▶ REQUIREMENT
Transcribe the lines of the records starting with the one that has "man in gray" in it and ending with the last, and transcribe nothing else.

[Point annotations for photos]
------------------------------------------------------------------------

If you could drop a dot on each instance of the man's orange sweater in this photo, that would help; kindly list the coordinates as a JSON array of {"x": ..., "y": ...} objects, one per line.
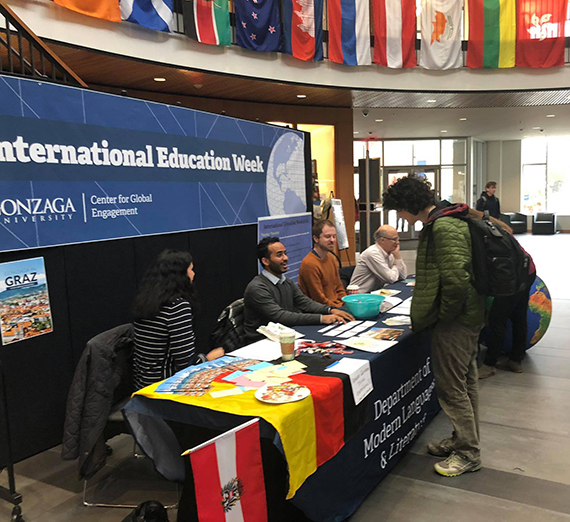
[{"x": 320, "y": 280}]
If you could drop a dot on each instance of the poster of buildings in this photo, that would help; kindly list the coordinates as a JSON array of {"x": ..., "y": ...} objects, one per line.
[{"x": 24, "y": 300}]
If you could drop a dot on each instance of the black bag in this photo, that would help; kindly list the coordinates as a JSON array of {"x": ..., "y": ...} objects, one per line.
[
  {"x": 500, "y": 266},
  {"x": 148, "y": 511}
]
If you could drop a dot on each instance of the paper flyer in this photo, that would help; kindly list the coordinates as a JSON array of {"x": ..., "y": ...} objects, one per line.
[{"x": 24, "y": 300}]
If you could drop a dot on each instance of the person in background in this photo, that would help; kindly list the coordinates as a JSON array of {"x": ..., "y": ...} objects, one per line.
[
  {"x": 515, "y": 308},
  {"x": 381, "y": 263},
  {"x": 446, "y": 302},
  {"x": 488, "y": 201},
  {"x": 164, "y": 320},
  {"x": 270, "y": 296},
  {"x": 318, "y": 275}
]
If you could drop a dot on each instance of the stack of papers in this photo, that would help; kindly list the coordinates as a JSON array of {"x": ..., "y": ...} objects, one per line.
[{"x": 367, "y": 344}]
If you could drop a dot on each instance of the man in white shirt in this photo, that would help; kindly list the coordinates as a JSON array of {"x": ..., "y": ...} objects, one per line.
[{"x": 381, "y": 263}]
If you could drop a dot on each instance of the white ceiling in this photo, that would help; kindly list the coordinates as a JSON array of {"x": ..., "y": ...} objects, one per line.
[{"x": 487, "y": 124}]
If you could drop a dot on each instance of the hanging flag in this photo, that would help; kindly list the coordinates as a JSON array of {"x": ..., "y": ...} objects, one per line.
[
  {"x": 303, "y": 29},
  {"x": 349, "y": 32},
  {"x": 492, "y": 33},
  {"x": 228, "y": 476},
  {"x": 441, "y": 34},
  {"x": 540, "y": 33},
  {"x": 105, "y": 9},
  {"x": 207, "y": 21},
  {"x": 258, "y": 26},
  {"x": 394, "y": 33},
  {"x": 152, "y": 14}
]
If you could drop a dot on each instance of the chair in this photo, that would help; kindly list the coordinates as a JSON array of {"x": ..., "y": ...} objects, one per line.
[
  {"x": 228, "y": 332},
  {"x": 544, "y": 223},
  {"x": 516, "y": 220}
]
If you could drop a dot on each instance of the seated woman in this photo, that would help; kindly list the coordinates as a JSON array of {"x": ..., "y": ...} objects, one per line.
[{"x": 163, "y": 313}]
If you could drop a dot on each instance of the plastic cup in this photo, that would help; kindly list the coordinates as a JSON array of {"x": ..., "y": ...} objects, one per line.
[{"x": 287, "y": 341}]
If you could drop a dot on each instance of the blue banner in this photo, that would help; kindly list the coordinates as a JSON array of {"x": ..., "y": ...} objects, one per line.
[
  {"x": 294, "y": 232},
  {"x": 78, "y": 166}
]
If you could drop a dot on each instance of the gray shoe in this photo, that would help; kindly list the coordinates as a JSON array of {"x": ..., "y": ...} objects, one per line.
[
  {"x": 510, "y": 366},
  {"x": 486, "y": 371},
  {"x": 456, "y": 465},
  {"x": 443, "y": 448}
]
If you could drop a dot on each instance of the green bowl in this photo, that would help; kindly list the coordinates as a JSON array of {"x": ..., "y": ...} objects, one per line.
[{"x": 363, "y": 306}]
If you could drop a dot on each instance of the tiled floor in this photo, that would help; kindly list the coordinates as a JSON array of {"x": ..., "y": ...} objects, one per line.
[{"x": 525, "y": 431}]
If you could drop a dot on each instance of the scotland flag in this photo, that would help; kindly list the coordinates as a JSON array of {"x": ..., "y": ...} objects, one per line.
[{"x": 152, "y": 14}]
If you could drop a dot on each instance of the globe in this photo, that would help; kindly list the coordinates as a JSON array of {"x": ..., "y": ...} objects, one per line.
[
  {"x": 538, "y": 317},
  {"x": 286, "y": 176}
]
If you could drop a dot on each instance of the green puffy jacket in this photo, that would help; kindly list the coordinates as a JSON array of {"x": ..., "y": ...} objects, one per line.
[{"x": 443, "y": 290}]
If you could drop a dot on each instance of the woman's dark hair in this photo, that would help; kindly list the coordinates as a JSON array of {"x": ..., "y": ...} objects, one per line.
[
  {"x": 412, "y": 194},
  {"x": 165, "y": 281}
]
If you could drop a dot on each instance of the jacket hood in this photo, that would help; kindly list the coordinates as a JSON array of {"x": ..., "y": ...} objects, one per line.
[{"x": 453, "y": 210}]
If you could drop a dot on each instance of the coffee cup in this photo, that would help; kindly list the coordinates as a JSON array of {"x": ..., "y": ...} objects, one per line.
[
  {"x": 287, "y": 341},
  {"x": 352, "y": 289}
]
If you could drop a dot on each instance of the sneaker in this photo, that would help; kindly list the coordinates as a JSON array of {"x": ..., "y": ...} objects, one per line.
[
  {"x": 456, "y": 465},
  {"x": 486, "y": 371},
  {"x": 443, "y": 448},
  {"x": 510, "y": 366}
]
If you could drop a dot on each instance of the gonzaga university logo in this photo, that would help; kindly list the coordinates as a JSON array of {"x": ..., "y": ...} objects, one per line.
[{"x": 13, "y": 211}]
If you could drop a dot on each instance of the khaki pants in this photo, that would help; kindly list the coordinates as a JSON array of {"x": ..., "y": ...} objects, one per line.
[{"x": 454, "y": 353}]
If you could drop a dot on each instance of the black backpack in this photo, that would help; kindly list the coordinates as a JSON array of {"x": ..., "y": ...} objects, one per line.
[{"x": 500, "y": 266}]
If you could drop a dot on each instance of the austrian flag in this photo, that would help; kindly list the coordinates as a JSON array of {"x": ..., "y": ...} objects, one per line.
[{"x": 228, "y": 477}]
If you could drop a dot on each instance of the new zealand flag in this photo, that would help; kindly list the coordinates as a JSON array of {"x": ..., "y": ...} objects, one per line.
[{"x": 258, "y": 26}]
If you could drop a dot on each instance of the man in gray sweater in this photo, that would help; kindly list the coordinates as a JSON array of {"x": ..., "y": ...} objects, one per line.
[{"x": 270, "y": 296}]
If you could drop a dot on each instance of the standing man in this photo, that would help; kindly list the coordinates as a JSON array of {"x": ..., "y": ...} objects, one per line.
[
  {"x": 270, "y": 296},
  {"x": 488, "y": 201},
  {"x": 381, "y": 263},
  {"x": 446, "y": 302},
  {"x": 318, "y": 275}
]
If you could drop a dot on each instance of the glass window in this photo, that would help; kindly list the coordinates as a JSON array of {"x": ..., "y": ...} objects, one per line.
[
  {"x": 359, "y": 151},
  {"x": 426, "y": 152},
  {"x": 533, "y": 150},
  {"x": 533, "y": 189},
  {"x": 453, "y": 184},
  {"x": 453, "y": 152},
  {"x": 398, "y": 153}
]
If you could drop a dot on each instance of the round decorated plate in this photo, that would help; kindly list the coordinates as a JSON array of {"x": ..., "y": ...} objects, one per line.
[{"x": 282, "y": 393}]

------------------------------------------------------------------------

▶ OUTPUT
If you could drop a dot on each instance of the man in gray sweater in this photo, that would help; kindly list the coordinates as a JSON array of {"x": ..., "y": ...} objects, one per line.
[{"x": 270, "y": 296}]
If you could drop a dot on each instance of the standing man in this photo, that would help; kindly list the coordinates as a JSON array of {"x": ..., "y": ...} objects, one per line.
[
  {"x": 270, "y": 296},
  {"x": 488, "y": 201},
  {"x": 381, "y": 263},
  {"x": 446, "y": 302},
  {"x": 318, "y": 275}
]
If you could drop a dot on each instance of the glass window in this photo, that would help; kindly list the coordinates as a JSON array of {"x": ..., "y": ...} objects, one per line.
[
  {"x": 359, "y": 151},
  {"x": 426, "y": 152},
  {"x": 533, "y": 150},
  {"x": 533, "y": 189},
  {"x": 453, "y": 184},
  {"x": 453, "y": 152},
  {"x": 398, "y": 153}
]
If you could drop a dot on each instance of the round decorated plate in this photo, that would help; kindly list the coordinates as a JSON array of {"x": ..., "y": ...} objects, one per line.
[{"x": 282, "y": 393}]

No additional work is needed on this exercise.